**SHORT EXERCISE**
Repeat the material verbatim. Images are excluded from the copy.

* start *

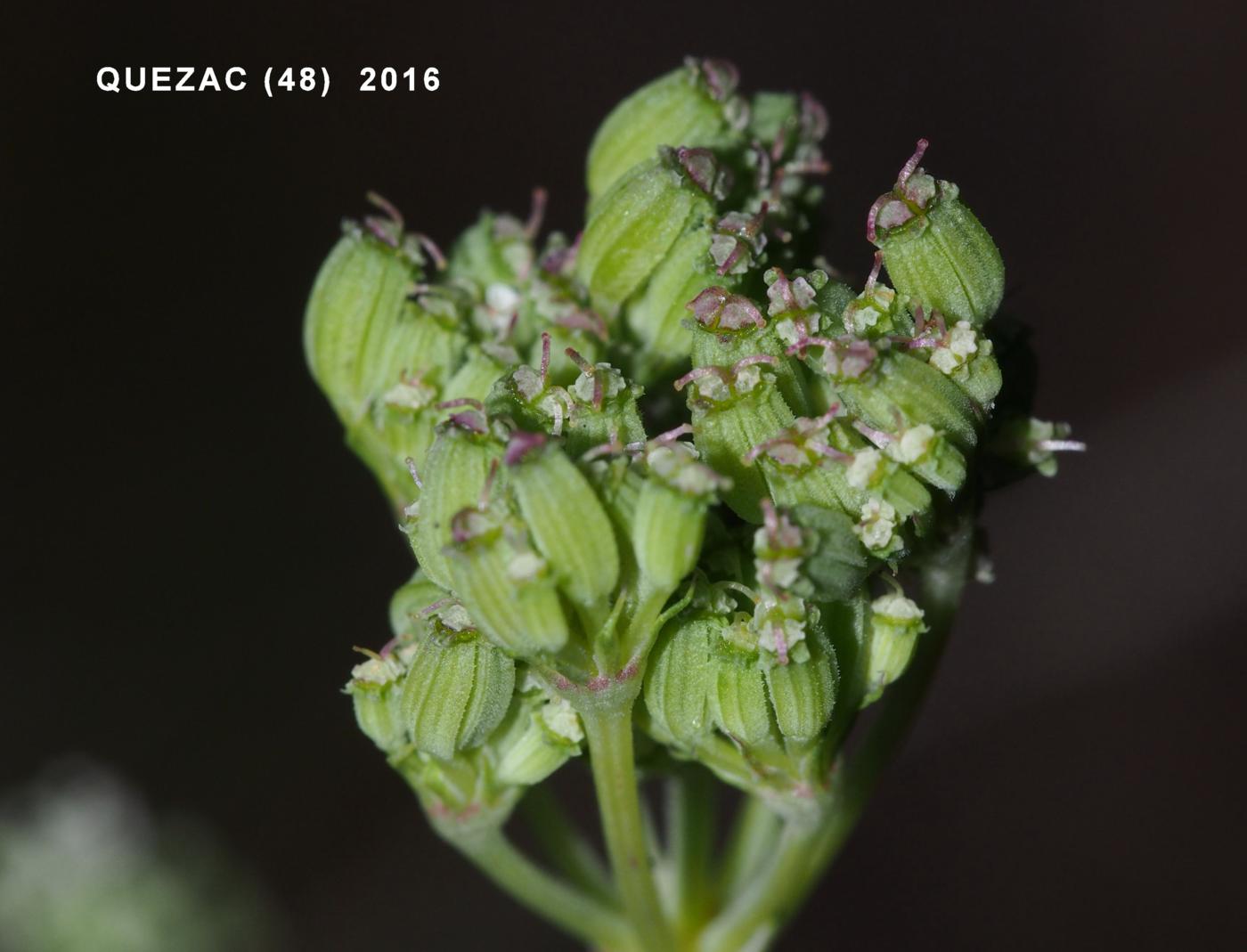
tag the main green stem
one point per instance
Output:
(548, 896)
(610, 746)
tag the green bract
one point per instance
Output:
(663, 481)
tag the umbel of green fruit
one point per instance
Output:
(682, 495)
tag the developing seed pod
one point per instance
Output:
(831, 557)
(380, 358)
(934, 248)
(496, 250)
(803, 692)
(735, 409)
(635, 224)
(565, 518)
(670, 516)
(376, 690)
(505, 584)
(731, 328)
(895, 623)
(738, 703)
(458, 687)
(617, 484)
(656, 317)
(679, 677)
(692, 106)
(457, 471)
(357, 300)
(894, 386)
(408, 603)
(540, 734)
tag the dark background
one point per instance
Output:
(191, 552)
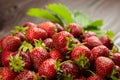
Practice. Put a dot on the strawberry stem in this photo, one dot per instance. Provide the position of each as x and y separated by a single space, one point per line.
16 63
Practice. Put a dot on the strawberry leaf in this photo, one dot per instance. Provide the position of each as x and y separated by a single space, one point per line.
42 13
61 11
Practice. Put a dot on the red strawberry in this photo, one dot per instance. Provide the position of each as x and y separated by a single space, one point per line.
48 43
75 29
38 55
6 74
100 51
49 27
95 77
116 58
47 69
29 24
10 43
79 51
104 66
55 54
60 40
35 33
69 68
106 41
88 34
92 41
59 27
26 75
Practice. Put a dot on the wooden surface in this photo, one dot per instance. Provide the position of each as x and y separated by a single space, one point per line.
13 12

* end *

**FINAL RESULT**
tag the main green stem
one point per instance
Output:
(548, 896)
(610, 746)
tag the green bract
one point per instance
Output:
(663, 481)
tag the umbel of green fruit
one point per instance
Output:
(682, 495)
tag the developing seed pod
one point per instance
Output:
(831, 557)
(380, 358)
(934, 248)
(496, 250)
(803, 692)
(735, 409)
(635, 224)
(565, 518)
(670, 516)
(376, 690)
(505, 584)
(731, 328)
(895, 623)
(738, 703)
(458, 687)
(617, 484)
(656, 317)
(679, 677)
(692, 106)
(457, 471)
(357, 300)
(894, 386)
(408, 603)
(540, 734)
tag the dark background
one point per instance
Output:
(191, 552)
Practice. Put a dot on the strawberry stem in this photo, one dot per instance. Provide the position of each as x and y separated by a single space, one point per line.
16 63
Practice. Put a dot on the strawberry leaf in this photo, one dot per instance. Provide the position of each as x and y separated by a single space, one point per line.
42 13
61 11
Practice. Put a dot on the red strawberry in this photo, one dot per instance. Provide the position of each as x and y separated by a single space, one point per line.
48 43
75 29
38 55
6 74
100 51
49 27
95 77
116 58
47 69
29 24
10 43
79 51
104 66
55 54
60 40
35 33
69 68
106 41
88 34
92 41
59 27
26 75
Practice. Put a dot on the wooden surface in this photo, one dot per instance. Provide the position of each as x and y separated by a single space, one point per line.
13 12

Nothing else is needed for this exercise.